Entries taken from a collection
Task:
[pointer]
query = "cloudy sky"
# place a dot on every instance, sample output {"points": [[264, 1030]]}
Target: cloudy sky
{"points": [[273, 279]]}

*EXERCISE OBJECTIVE*
An exact copy of every line above is needed.

*ANSWER TO THIS TASK*
Task:
[pointer]
query = "cloudy sky"
# place a dot on every instance, sample output {"points": [[264, 1030]]}
Target: cloudy sky
{"points": [[273, 279]]}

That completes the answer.